• **Task directions**
Find each line in the material below that contains the string "foreground" and copy those lines in full. The match is case-sensitive.

• **Provided information**
---*---

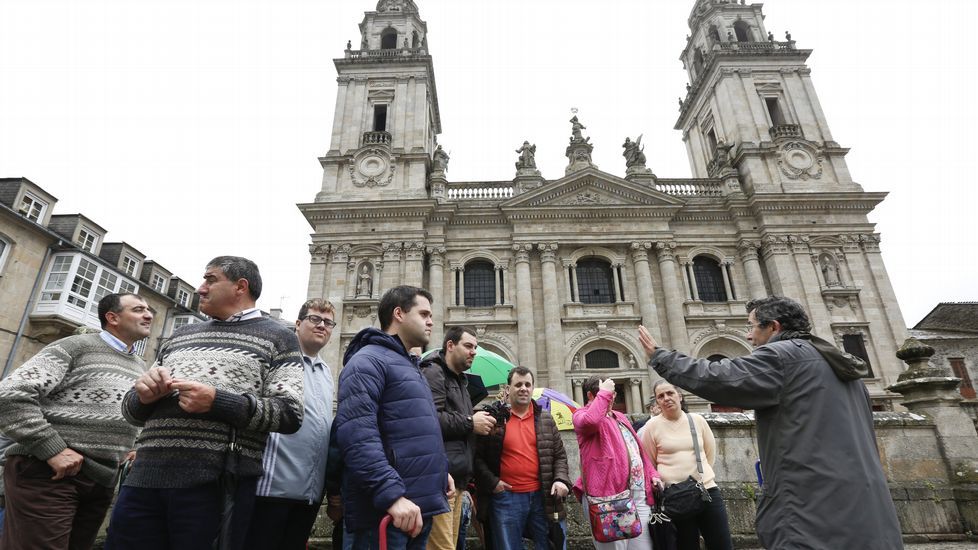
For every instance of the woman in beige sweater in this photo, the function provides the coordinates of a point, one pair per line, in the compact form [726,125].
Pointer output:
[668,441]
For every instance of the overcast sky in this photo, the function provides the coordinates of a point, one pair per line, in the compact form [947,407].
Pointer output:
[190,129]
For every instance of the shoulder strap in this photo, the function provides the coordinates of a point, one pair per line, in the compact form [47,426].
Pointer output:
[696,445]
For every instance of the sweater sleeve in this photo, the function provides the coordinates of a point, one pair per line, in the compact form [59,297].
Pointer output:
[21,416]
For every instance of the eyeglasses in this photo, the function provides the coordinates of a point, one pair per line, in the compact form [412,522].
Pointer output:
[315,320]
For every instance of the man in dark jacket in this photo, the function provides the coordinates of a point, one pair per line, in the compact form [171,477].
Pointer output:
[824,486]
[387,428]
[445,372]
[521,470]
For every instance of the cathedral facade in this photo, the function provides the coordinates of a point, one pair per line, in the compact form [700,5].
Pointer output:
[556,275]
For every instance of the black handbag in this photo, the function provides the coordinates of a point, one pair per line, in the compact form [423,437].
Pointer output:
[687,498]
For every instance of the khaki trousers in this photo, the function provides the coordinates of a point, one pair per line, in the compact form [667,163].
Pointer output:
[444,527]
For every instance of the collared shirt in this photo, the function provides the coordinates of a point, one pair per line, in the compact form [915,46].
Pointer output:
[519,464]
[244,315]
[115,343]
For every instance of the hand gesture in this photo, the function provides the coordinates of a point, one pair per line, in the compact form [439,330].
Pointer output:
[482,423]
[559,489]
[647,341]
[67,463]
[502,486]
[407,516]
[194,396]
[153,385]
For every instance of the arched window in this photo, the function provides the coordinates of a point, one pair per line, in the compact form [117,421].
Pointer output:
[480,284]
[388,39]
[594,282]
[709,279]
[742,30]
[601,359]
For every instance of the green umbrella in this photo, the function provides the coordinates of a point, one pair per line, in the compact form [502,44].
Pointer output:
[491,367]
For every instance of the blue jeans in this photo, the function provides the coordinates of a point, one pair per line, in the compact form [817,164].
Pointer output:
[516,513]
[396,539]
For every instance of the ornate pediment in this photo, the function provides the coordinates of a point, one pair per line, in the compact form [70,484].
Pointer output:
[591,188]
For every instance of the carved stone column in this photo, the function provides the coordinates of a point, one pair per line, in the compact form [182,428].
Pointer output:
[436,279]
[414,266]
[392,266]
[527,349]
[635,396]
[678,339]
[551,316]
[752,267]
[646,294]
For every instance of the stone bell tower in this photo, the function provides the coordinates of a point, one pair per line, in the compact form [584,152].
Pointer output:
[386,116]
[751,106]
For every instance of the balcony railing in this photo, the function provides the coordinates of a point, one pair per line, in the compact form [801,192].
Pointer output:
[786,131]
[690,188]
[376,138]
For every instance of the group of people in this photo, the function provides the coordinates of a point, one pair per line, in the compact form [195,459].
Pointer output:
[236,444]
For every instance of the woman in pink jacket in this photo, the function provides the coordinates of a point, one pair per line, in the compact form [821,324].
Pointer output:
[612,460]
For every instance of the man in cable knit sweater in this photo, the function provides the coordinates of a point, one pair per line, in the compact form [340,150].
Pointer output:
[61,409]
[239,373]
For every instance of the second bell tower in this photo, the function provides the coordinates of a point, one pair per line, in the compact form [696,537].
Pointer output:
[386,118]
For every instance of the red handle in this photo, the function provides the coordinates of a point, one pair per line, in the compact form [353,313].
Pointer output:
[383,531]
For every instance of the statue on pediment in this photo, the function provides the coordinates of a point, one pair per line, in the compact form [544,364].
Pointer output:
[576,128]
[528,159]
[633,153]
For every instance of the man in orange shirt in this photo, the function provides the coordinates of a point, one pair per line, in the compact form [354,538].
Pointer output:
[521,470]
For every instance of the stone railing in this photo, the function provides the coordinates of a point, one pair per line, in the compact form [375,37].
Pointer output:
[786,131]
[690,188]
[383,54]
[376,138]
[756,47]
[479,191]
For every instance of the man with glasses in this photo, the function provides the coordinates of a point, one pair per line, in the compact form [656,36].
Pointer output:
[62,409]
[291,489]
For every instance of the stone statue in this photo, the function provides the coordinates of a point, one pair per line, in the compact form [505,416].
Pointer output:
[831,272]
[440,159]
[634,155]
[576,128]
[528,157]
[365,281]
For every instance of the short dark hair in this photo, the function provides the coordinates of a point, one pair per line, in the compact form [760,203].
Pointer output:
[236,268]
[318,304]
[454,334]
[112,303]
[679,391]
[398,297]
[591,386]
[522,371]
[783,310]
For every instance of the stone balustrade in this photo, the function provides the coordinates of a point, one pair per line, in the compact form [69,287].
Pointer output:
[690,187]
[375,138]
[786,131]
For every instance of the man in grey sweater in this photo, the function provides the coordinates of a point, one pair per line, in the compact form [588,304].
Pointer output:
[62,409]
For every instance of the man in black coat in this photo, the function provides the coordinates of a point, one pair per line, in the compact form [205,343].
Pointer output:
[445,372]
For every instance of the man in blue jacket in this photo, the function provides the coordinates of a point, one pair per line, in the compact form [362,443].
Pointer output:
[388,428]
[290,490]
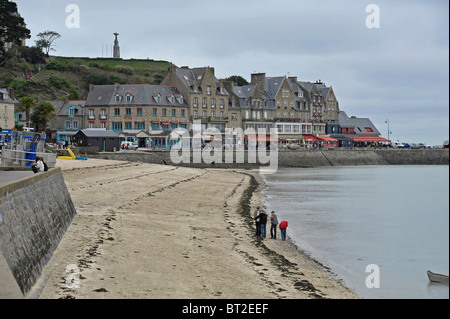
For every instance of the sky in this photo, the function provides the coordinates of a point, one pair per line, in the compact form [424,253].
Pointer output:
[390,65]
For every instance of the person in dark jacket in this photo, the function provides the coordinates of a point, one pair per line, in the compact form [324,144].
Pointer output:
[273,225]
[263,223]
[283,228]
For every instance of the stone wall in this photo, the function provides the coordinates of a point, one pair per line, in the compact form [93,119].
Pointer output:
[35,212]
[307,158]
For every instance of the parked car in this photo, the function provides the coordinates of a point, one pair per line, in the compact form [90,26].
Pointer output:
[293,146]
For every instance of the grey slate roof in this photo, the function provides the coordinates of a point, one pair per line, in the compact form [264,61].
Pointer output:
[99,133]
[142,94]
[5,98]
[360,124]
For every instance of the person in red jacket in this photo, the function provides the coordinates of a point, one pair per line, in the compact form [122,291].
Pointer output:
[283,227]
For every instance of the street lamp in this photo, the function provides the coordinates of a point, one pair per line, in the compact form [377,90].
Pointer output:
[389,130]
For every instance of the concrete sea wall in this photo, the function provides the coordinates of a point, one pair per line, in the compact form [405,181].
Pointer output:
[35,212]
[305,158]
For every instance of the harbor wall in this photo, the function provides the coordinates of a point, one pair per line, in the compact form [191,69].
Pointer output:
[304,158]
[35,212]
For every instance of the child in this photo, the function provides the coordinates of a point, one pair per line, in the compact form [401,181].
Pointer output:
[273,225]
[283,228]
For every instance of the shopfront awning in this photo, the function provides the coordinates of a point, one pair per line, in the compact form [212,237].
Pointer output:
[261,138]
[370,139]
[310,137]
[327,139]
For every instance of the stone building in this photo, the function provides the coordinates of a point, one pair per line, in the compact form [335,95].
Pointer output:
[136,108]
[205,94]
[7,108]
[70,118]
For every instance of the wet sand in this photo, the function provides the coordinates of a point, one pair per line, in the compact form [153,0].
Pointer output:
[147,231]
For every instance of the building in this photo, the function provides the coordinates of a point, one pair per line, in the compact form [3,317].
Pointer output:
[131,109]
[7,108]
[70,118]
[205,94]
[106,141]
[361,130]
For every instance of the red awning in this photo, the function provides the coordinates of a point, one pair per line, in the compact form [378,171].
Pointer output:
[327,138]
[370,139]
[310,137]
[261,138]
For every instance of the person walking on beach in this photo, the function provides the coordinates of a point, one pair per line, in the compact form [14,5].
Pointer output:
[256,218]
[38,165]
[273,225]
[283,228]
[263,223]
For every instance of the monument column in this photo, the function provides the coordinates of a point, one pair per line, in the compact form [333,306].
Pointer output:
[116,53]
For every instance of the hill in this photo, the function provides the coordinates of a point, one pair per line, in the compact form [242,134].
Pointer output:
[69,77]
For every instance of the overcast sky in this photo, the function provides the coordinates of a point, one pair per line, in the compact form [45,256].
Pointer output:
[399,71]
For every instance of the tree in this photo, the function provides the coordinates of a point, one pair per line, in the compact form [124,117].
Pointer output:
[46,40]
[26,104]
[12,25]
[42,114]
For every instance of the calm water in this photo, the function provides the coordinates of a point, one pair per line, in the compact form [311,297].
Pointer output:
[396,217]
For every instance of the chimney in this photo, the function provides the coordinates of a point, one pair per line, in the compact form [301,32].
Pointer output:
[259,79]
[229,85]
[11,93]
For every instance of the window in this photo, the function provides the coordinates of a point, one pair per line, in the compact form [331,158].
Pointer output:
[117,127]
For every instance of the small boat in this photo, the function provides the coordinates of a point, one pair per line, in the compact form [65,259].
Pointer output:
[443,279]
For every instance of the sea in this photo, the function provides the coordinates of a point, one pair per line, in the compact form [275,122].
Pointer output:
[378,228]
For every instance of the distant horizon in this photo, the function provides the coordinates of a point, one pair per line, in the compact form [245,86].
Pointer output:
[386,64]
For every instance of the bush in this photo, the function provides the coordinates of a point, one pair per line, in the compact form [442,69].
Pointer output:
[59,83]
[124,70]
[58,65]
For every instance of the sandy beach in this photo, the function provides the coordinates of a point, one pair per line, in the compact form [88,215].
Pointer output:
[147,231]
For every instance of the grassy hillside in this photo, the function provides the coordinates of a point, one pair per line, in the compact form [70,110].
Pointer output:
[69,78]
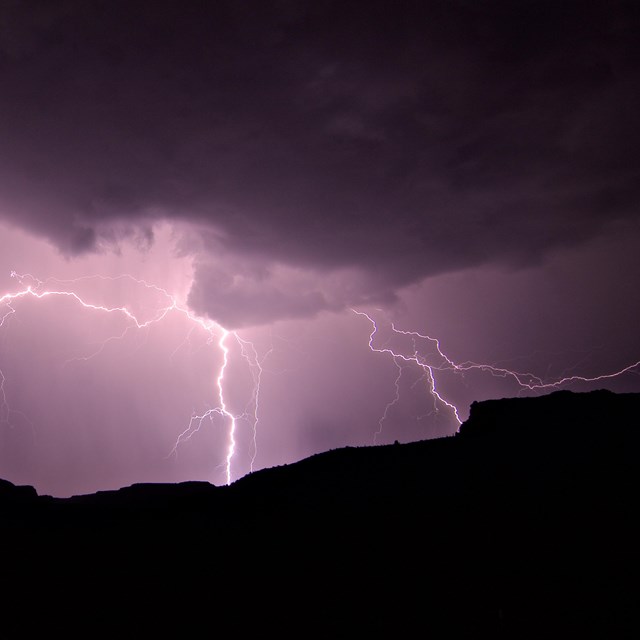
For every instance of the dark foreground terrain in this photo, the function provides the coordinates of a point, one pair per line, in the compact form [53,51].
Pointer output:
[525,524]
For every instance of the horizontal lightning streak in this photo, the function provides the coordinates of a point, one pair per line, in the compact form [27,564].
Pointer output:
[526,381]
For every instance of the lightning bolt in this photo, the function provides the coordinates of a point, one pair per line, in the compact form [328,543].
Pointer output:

---*---

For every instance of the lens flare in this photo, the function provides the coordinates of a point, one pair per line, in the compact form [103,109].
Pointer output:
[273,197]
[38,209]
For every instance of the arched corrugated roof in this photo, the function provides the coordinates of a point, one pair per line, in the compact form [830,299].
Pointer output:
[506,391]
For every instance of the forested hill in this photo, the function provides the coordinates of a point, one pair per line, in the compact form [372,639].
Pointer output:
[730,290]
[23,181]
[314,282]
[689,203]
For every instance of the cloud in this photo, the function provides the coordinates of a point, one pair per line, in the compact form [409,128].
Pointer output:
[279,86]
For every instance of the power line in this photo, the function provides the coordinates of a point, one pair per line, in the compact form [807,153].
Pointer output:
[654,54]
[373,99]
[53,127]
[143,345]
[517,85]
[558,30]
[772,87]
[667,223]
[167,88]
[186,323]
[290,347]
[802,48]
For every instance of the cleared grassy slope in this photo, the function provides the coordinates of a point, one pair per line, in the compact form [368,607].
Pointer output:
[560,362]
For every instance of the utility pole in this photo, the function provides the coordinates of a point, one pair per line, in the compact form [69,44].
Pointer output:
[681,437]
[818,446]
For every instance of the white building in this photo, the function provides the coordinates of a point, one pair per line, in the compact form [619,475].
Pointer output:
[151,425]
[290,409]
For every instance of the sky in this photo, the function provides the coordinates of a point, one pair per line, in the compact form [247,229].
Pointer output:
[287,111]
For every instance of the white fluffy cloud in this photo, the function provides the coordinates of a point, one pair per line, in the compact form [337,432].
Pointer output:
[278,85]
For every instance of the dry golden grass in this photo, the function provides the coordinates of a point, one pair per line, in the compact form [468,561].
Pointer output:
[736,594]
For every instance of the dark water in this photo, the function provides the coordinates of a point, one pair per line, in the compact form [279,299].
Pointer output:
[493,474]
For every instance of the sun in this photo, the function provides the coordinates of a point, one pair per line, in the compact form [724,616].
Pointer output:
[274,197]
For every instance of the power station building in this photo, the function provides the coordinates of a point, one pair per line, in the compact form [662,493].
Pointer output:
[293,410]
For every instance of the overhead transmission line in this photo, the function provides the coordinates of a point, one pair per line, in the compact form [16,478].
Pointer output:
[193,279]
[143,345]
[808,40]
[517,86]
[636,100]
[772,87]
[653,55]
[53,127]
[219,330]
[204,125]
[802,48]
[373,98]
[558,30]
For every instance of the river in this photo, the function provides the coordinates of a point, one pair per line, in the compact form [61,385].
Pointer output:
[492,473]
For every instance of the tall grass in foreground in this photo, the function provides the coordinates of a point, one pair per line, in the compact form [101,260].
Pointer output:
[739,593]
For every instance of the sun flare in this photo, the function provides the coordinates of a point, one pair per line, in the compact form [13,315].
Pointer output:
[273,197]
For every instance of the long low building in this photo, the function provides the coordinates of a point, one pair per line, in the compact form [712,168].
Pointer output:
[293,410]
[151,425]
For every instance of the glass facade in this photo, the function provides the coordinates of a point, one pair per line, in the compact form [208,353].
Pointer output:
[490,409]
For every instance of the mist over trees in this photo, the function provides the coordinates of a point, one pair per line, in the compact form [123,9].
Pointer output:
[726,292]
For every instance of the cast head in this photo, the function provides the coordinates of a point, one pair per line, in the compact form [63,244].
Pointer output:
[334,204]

---*---

• **Response to this task**
For every instance of the dark foreground terrain in this photo, the function provides the coordinates of a point, one pair per line, in the compact form [53,51].
For every instance of the tall grass in foreground in this photo, the function provides the coordinates of a point, one pair per line, in the compact form [101,260].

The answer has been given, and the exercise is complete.